## EXERCISE INSTRUCTIONS
Give a bare count of the lines with "above" in the material below.

## RECORDS SHOWN
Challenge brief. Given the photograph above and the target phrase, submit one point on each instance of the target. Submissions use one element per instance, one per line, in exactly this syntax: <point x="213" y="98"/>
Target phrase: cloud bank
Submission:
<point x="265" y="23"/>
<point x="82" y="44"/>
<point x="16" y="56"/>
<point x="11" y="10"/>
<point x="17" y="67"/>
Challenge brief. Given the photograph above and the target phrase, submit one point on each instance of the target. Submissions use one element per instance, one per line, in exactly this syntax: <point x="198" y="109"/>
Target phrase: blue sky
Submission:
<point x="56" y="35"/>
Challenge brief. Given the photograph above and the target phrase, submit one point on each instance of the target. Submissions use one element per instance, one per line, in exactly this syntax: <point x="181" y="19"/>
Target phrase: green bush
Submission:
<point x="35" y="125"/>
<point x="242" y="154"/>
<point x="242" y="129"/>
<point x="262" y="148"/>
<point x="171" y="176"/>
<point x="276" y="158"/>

## ANSWER FOR THE TASK
3